- **INSTRUCTIONS TO FOLLOW**
Output each line of the material exactly as it stands.

-- Begin --

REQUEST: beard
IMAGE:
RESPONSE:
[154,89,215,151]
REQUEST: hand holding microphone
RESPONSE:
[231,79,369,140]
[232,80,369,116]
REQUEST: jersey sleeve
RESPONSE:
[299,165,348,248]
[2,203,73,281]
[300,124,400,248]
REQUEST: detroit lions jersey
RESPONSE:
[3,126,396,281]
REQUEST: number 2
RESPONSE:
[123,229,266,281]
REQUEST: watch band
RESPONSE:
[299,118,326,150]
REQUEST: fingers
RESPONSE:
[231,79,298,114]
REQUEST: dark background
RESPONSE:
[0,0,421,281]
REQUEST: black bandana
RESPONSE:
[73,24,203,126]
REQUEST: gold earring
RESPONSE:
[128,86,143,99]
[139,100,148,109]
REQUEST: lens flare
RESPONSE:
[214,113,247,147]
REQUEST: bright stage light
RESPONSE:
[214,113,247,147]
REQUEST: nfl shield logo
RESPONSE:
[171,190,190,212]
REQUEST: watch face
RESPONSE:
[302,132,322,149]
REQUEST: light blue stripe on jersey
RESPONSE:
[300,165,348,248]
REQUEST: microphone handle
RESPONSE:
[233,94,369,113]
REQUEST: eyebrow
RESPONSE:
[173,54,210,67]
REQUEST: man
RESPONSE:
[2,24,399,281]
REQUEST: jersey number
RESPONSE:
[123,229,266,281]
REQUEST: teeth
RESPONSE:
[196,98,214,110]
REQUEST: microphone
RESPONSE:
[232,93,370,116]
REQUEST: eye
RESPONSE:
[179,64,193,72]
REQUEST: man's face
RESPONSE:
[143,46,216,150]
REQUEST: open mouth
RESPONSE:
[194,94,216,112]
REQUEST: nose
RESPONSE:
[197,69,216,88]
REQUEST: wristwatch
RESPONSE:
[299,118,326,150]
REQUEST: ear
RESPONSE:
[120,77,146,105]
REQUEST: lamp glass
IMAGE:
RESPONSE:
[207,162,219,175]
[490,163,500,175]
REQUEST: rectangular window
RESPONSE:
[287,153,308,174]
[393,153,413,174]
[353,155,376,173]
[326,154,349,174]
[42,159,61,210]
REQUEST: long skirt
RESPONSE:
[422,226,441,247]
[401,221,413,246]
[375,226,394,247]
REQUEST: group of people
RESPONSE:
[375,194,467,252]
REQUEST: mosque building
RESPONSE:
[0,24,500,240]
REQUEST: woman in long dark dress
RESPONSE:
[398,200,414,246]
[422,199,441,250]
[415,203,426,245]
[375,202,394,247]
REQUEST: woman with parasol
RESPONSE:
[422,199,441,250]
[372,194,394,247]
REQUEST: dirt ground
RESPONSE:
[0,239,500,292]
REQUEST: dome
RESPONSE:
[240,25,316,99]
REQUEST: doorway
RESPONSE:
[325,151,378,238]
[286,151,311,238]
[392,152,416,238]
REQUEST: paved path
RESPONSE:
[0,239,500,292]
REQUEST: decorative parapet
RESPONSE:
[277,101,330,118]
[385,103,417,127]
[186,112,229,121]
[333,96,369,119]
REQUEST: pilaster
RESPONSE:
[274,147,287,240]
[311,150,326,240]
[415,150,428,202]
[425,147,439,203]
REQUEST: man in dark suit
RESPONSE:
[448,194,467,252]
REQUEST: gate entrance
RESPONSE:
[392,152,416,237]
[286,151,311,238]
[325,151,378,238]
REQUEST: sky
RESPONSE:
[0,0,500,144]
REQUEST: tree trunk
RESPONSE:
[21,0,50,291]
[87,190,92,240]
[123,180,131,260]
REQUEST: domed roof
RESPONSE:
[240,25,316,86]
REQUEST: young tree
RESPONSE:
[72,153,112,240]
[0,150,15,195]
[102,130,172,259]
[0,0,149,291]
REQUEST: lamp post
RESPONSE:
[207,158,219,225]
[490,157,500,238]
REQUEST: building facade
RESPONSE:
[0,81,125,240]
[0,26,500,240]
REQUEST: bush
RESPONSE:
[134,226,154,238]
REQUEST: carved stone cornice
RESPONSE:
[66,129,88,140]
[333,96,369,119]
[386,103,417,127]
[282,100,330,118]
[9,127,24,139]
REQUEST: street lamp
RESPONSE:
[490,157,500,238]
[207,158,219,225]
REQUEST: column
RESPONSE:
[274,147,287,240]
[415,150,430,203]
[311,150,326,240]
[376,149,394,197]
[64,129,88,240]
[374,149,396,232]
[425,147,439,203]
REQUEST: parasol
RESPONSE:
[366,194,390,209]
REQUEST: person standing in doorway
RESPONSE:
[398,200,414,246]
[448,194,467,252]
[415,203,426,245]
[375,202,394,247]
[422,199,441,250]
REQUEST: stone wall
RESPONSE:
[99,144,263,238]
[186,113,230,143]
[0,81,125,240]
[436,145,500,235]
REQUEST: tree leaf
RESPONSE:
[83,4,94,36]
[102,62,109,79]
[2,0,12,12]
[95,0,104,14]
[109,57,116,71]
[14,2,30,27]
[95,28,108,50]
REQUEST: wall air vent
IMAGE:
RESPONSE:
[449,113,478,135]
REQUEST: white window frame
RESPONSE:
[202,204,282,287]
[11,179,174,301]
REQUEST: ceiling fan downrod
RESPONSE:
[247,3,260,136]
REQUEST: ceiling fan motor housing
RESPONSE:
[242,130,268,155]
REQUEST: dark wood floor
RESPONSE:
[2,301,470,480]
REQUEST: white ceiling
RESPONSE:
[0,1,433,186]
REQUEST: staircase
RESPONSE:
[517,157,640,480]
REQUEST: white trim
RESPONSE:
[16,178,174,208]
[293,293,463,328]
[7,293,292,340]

-- End --

- **RESPONSE**
REQUEST: beard
IMAGE:
RESPONSE:
[154,89,215,151]
REQUEST: hand holding microphone
RESPONSE:
[231,79,369,140]
[232,80,369,116]
REQUEST: jersey sleeve
RESPONSE:
[299,165,348,248]
[2,203,73,281]
[300,124,400,248]
REQUEST: detroit lions jersey
RESPONSE:
[3,126,396,281]
REQUEST: number 2
RESPONSE:
[123,229,266,281]
REQUEST: watch band
RESPONSE:
[299,118,326,150]
REQUEST: fingers
RESPONSE:
[231,79,298,114]
REQUEST: dark background
RESPONSE:
[0,0,421,281]
REQUEST: black bandana
RESPONSE:
[73,24,203,126]
REQUEST: gold earring
RESPONSE:
[128,86,143,99]
[139,100,148,109]
REQUEST: lens flare
RESPONSE:
[214,113,247,147]
REQUEST: bright stage light
RESPONSE:
[214,113,247,147]
REQUEST: nfl shield logo
RESPONSE:
[171,190,190,212]
REQUEST: watch face
RESPONSE:
[302,132,322,149]
REQUEST: light blue stripe on jersey
RESPONSE:
[300,165,348,248]
REQUEST: microphone handle
RESPONSE:
[233,94,369,113]
REQUEST: eyebrow
RESPONSE:
[173,54,210,67]
REQUEST: man
RESPONSE:
[2,24,399,281]
REQUEST: jersey number
RESPONSE:
[123,229,266,281]
REQUEST: teeth
RESPONSE:
[196,98,214,110]
REQUEST: microphone
RESPONSE:
[232,93,370,116]
REQUEST: eye
RESPONSE:
[179,64,193,72]
REQUEST: man's face
RESPONSE:
[143,46,216,150]
REQUEST: open mouth
RESPONSE:
[194,94,216,112]
REQUEST: nose
RESPONSE:
[197,69,216,88]
REQUEST: wristwatch
RESPONSE:
[299,118,326,150]
REQUEST: ear
RESPONSE:
[120,77,146,105]
REQUEST: lamp glass
IMAGE:
RESPONSE:
[207,162,219,175]
[490,163,500,175]
REQUEST: rectangular window
RESPONSE:
[287,153,308,174]
[393,153,413,174]
[353,155,376,173]
[326,154,349,174]
[42,159,61,210]
REQUEST: long skirt
RESPONSE:
[422,226,441,247]
[401,221,413,246]
[375,226,394,247]
REQUEST: group of people
RESPONSE:
[375,194,467,252]
REQUEST: mosque building
RESPONSE:
[0,24,500,240]
REQUEST: woman in long dark dress
RESPONSE:
[398,200,414,246]
[422,199,441,250]
[415,203,426,245]
[375,202,394,247]
REQUEST: woman with parasol
RESPONSE:
[422,199,441,250]
[372,194,394,247]
REQUEST: dirt ground
RESPONSE:
[0,239,500,292]
REQUEST: dome
RESPONSE:
[240,25,316,99]
REQUEST: doorway
RESPONSE:
[325,151,378,238]
[286,151,311,238]
[392,152,416,238]
REQUEST: paved path
RESPONSE:
[0,239,500,292]
REQUEST: decorative parapet
RESPONSE:
[277,101,330,118]
[385,103,417,127]
[186,112,229,121]
[333,96,369,119]
REQUEST: pilaster
RESPONSE:
[274,147,287,240]
[311,150,326,240]
[415,150,428,202]
[425,147,439,203]
REQUEST: man in dark suit
RESPONSE:
[448,194,467,252]
REQUEST: gate entrance
RESPONSE:
[392,152,416,237]
[286,151,311,238]
[325,151,378,238]
REQUEST: sky
RESPONSE:
[0,0,500,144]
REQUEST: tree trunk
RESPONSE:
[21,0,50,291]
[87,190,92,240]
[123,180,131,260]
REQUEST: domed roof
RESPONSE:
[240,25,316,86]
REQUEST: young tree
RESPONSE:
[72,153,112,240]
[0,150,15,195]
[102,130,172,259]
[0,0,149,291]
REQUEST: lamp post
RESPONSE:
[207,158,219,225]
[490,157,500,238]
REQUEST: building facade
RESPONSE:
[0,81,125,240]
[0,26,500,240]
REQUEST: bush
RESPONSE:
[134,226,154,238]
REQUEST: carved stone cornice
RESPONSE:
[66,129,88,140]
[333,96,369,119]
[386,103,417,127]
[282,100,330,118]
[9,127,24,139]
REQUEST: street lamp
RESPONSE:
[490,157,500,238]
[207,158,219,225]
REQUEST: column
RESPONSE:
[274,147,287,240]
[415,150,430,203]
[311,150,326,240]
[376,149,394,197]
[64,129,88,240]
[374,149,396,232]
[425,147,439,203]
REQUEST: parasol
RESPONSE:
[366,194,390,209]
REQUEST: person standing in doorway
RESPONSE:
[398,200,414,246]
[448,194,467,252]
[415,203,426,245]
[375,202,394,247]
[422,199,441,250]
REQUEST: stone wall
RESPONSE:
[99,144,263,238]
[186,113,230,143]
[0,81,125,240]
[436,145,500,235]
REQUEST: tree leaf
RESPONSE:
[83,4,94,36]
[102,62,109,79]
[2,0,12,12]
[95,0,104,14]
[109,57,116,71]
[14,2,30,27]
[95,28,108,50]
REQUEST: wall air vent
IMAGE:
RESPONSE:
[449,113,478,135]
REQUEST: white window frame
RESPONSE:
[202,204,282,287]
[11,179,174,301]
REQUEST: ceiling fan downrod
RESPONSE:
[247,3,260,136]
REQUEST: ceiling fan motor housing
RESPONSE:
[242,130,268,155]
REQUEST: dark wood floor
RESPONSE:
[2,301,470,480]
REQUEST: white ceiling
RESPONSE:
[0,1,433,186]
REQUEST: staircase
RESPONSE:
[517,157,640,480]
REQUEST: white trim
RESPONSE:
[16,178,174,208]
[293,293,463,328]
[7,293,292,340]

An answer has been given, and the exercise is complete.